* TASK PROMPT *
Give back all of the records exactly.

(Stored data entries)
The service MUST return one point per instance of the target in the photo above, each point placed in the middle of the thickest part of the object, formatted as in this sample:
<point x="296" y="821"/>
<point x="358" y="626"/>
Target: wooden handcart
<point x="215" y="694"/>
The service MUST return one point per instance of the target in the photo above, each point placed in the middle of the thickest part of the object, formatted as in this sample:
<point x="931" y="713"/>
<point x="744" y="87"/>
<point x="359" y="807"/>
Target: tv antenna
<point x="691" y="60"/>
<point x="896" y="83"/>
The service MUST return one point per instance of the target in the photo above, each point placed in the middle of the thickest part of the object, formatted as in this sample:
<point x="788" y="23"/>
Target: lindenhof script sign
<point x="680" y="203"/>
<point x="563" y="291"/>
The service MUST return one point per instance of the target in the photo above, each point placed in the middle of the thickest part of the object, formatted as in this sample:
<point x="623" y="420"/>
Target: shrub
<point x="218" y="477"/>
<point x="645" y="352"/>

* EXPECTED ANSWER *
The service MUST return one point per instance of the target in the photo above, each point placed in the middle of the thickest part of the object, formatted as in this sample:
<point x="296" y="821"/>
<point x="358" y="626"/>
Target: wooden handcart
<point x="215" y="694"/>
The service MUST return one point per instance of the target in the photo above, each point placed in the middle of the thickest part of the object, formatted as in this sample:
<point x="931" y="713"/>
<point x="744" y="87"/>
<point x="359" y="807"/>
Target: tv antenna
<point x="691" y="60"/>
<point x="896" y="83"/>
The service MUST return one point per instance of the target in the photo above, each point placed in the middle of the thickest part of the object, formatted as in this sample:
<point x="788" y="23"/>
Target: lindenhof script sign
<point x="680" y="203"/>
<point x="563" y="291"/>
The service MUST return one point per instance of the target in the photo above, each point placed in the middle of the thickest part of the object, formatted as in this sample:
<point x="623" y="420"/>
Target: shrub
<point x="218" y="477"/>
<point x="645" y="352"/>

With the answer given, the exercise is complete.